Challenge
Please give the data below again in full, exactly as it stands.

+--

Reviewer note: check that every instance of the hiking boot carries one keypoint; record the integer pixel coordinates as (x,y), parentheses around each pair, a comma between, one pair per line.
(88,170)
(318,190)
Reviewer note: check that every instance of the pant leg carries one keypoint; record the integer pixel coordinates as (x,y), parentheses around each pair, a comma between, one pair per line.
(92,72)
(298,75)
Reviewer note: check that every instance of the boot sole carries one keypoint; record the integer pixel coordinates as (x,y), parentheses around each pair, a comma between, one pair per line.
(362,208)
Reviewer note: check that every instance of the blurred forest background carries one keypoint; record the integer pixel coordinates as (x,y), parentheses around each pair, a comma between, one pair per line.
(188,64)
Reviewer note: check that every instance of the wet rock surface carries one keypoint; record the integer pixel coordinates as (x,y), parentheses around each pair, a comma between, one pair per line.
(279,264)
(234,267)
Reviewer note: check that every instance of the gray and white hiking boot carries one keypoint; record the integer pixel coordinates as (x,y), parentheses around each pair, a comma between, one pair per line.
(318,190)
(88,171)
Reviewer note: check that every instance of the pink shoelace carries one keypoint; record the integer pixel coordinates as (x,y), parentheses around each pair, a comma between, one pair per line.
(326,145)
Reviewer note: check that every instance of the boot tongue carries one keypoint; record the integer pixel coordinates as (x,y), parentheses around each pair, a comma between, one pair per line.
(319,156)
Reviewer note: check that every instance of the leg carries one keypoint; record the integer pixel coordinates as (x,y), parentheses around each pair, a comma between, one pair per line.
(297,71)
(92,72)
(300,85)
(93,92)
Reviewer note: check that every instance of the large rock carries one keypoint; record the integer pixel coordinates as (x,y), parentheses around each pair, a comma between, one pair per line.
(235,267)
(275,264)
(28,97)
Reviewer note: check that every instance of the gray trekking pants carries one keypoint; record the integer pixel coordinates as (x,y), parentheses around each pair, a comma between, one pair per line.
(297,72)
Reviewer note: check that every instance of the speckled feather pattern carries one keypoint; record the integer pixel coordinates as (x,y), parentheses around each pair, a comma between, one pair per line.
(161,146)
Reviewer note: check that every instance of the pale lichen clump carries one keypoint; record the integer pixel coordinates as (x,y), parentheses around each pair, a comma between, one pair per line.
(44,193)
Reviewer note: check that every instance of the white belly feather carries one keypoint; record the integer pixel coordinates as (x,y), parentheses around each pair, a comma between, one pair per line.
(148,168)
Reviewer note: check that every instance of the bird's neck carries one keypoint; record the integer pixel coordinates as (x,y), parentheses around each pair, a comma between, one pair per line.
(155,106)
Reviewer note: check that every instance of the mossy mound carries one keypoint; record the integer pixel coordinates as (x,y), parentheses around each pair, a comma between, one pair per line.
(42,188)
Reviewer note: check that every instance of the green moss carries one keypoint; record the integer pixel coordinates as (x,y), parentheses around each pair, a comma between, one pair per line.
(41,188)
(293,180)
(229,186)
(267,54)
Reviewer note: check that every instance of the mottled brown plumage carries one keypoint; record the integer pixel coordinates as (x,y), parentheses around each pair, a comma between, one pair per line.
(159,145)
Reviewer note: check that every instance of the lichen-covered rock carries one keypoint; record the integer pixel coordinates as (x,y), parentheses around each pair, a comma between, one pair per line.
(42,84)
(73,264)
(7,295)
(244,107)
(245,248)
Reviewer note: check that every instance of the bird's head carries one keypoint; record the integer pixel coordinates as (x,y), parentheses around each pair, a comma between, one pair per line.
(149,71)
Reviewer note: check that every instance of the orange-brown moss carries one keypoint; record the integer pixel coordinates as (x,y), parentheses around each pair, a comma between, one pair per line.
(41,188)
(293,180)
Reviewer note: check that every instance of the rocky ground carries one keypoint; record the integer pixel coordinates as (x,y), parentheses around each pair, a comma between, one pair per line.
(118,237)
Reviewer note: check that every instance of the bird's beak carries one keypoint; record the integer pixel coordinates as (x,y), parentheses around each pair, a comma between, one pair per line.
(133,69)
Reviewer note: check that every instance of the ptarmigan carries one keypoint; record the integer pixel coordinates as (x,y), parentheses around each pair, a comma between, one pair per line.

+--

Exercise output
Reviewer note: check that every instance of the hiking boot carries one keypoint; record the integer pixel coordinates as (x,y), parentheses around each pair, a comma between, one pair per line.
(88,170)
(318,190)
Reviewer note: check that every instance of the pant leg carries one keypoint; record the integer pixel coordinates as (x,y), parentheses around each pair, a comma between, one pair per line.
(92,72)
(298,75)
Reviewer note: check that every instance of the boot sole carries one keypoint; record the integer pixel coordinates as (x,y), parentheses around each pair, a comma between, one pair per line.
(362,208)
Reviewer note: check that every instance of the blurred forest background carries one keypoint; record the integer pixel coordinates as (x,y), parentheses around each pair, a comma between, one pair per line.
(188,64)
Reviewer note: check that every instance of the wet rock surface carries one keypoint; record the integer pixel coordinates as (x,y), parentheses around each pair, a comma between, one pair per line.
(279,264)
(234,267)
Reviewer note: check that every instance of the gray and white hiking boot carries one keypoint; record the integer pixel coordinates as (x,y), parentheses around each pair, a comma between, one pair per line.
(318,190)
(88,171)
Reviewer note: check that every instance of the pink shoelace carries one keypoint; record the integer pixel coordinates as (x,y), parentheses around each pair, a comma between, one pair per line.
(326,145)
Reviewer note: check that every instance of the boot tongue carries one keypoint; record the integer pixel coordinates as (x,y), parentheses around each pair, a comma between, one pair per line.
(319,156)
Reviewer note: check that every instance of the leg carries one keypoint; record the integer pixel coordinates as (x,y), parentheses around each pair, a comma between, one pair per line.
(297,71)
(92,72)
(300,85)
(93,92)
Reviewer note: check that every instance of the large rock carries one keypoint; record the integer pixel coordinates as (x,y), parentheses around each pair, a comma between, one pair per line.
(235,267)
(275,264)
(28,97)
Reviewer note: check that every instance of the gray trekking pants carries one keypoint; record the integer pixel coordinates as (x,y), parentheses around each pair, a comma between, one pair per line.
(297,72)
Reviewer note: check that every instance of the speckled feather pattern carries one keypoint; record the integer pixel coordinates as (x,y), parentheses around each pair, a comma between, one pair per line.
(161,146)
Reviewer note: check that every instance of the pale lichen clump carries one keypoint; record the integer pixel coordinates as (x,y), parentheses around each pair, a comma between, one pair per line.
(44,193)
Reviewer note: check that every instance of the white belly feather carries one keypoint; record the integer pixel coordinates as (x,y), parentheses around each pair, a comma between, one pair per line.
(148,168)
Reviewer note: check that every instance of the bird's neck carries one keypoint; record the integer pixel coordinates as (x,y), parentheses around each pair, a comma between, one pair per line.
(155,106)
Reviewer note: check that every instance of the mossy mound carries one keypoint; record the integer pixel coordinates as (x,y), parentheses around each pair, a comma between, one pair per line.
(42,188)
Reviewer note: check that every instance of the green moss carries one keypoint; record the integer pixel coordinates as (x,y), parentheses around each pair, a comma between, one pair per line.
(41,188)
(293,180)
(229,186)
(267,54)
Reviewer note: check that every instance of the mottled brown plumage carries one keypoint; record the integer pixel coordinates as (x,y), parentheses around each pair, a comma between, one pair per line.
(159,145)
Reviewer note: check that every instance of the lichen-covered rock carries one keypoint; record the integer pixel coordinates as (x,y), parentheses around each pair, a comma between, one pair per line.
(42,84)
(73,264)
(7,295)
(244,107)
(245,248)
Reviewer note: check that every instance of the bird's head carries one keypoint; record the integer pixel coordinates as (x,y), parentheses around each pair, a comma between, one pair per line.
(149,71)
Reviewer note: check that every instance of the orange-brown moss carries one keypoint; record the integer pixel coordinates as (x,y), parentheses around each pair, a comma between, one pair per line.
(41,188)
(293,180)
Reviewer note: check that every instance of the rocky ground carries one keypoint; record the integer pixel coordinates as (x,y), parentheses around each pair, a comma between, one pair per line.
(118,237)
Reviewer note: check that every instance of the bird's beak carries one keypoint; record the integer pixel coordinates as (x,y), parentheses around each pair, a comma between, one pair per line.
(133,69)
Reviewer note: check that every instance of the ptarmigan carries one keypoint; record the integer pixel coordinates as (x,y), parentheses around each pair, a comma between, one pair per line.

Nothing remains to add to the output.